**YOUR TASK**: In the response, the entries must appear exactly as supplied.

Natural language region descriptions:
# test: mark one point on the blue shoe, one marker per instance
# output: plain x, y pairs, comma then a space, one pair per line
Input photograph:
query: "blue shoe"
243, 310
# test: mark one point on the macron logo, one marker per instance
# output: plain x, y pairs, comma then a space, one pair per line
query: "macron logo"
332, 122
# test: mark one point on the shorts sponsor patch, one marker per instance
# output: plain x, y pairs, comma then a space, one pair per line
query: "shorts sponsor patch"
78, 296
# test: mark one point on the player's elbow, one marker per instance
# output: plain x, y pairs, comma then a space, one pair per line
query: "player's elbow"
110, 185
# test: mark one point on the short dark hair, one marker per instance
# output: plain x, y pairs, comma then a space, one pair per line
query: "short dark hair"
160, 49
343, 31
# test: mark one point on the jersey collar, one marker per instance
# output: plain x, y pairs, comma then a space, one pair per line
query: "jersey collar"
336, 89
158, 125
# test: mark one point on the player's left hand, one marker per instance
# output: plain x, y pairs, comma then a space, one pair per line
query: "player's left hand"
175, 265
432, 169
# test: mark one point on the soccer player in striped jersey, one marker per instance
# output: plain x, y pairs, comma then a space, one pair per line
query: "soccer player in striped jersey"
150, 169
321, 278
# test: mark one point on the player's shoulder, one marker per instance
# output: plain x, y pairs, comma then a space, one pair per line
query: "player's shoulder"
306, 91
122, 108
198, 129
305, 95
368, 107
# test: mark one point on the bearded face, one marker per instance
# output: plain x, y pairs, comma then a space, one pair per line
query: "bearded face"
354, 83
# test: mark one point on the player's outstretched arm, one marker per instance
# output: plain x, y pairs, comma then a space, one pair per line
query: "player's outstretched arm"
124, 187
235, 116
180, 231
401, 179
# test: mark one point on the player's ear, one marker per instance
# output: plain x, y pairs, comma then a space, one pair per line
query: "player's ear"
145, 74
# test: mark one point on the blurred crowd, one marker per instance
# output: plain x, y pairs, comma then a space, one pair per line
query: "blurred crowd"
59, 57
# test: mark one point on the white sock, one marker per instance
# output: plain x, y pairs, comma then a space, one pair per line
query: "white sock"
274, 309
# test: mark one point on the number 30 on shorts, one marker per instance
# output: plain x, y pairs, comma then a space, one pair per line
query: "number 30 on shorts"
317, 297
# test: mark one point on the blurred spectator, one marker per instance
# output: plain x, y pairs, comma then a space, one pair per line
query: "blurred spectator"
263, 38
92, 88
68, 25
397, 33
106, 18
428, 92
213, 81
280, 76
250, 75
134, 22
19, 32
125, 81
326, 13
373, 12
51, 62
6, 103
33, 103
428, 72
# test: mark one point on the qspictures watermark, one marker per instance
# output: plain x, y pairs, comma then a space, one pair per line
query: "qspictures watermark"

**RESPONSE TO THIS EXERCISE**:
# test: mark one point on the blue shoe, one marker per instance
# output: plain x, y pairs, comma then a space, one pair per line
Input photograph:
query: "blue shoe"
243, 310
# test: mark one point on the macron logo, one marker per instance
# output: plain x, y pairs, comma then a space, one pair per line
query: "macron logo"
332, 122
# test: mark one point on the shorts sponsor patch, one marker per instance
# output: plain x, y pairs, comma then a space, one pair per line
query: "shorts sponsor patch"
78, 296
# test: mark one point on the player's elbow, one marker per instance
# output: plain x, y pairs, comma then a space, one pair per line
query: "player's elbow"
110, 185
# test: mark one point on the short dark hair, one marker per instance
# output: plain x, y pairs, comma then a space, one pair per line
query: "short dark hair"
160, 49
343, 31
# test: mark one point on the jersey collar, one marker per instance
# output: plain x, y pairs, comma then a space, one pair per line
query: "jersey collar"
336, 89
158, 125
# test: mark one point on the player's left hand, one marker per instance
# output: plain x, y pairs, comma then a space, one pair per line
query: "player's left hand"
175, 265
432, 169
# test: mark one point on the soccer player in striped jersey, one marker per instance
# output: plain x, y pairs, comma then a space, one pair per line
query: "soccer player in striped jersey"
150, 169
321, 278
# test: mark one point on the player's shoulder, one marker per instance
# output: plain x, y pairs, comma then a space, one pair per line
query: "player's shoulder"
306, 91
122, 108
198, 129
305, 95
368, 107
# test: mark one point on the bearded face, one marker per instance
# output: plain x, y pairs, comma then a space, one pair per line
query: "bearded face"
354, 83
# test: mark one point on the player's outstretched arm, one marker per instance
# output: plain x, y pairs, comma then a space, one pair per line
query: "player's outstretched arm"
124, 187
235, 116
180, 231
401, 179
# test: mark one point on the player's ear, one marker per instance
# output: plain x, y pairs, comma then a space, one pair per line
query: "player's ear"
145, 74
# test: mark one point on the blurred crowd, one marker per instance
# output: plain x, y pairs, comma then a space, one pair per line
query: "blurred crowd"
59, 57
# test: mark one point on the white sock, one marker per instance
# output: plain x, y pairs, comma then a space, one pair per line
query: "white sock"
274, 309
# test: mark one point on the number 30 on shorts, one marker per instance
# output: plain x, y pairs, comma then a space, one pair per line
query: "number 30 on shorts"
317, 297
# test: mark one point on the blurred spectator, one marker per instance
# output: plain x, y pairs, comma then a space, one pair per line
query: "blurred spectator"
263, 38
92, 88
68, 25
397, 33
106, 18
428, 92
213, 81
280, 76
250, 75
134, 22
19, 32
125, 81
326, 13
373, 12
51, 62
6, 103
33, 103
428, 72
# test: mark one point on the qspictures watermark, one marker per instance
# output: plain x, y pairs, comma then a space, one pair per line
query: "qspictures watermark"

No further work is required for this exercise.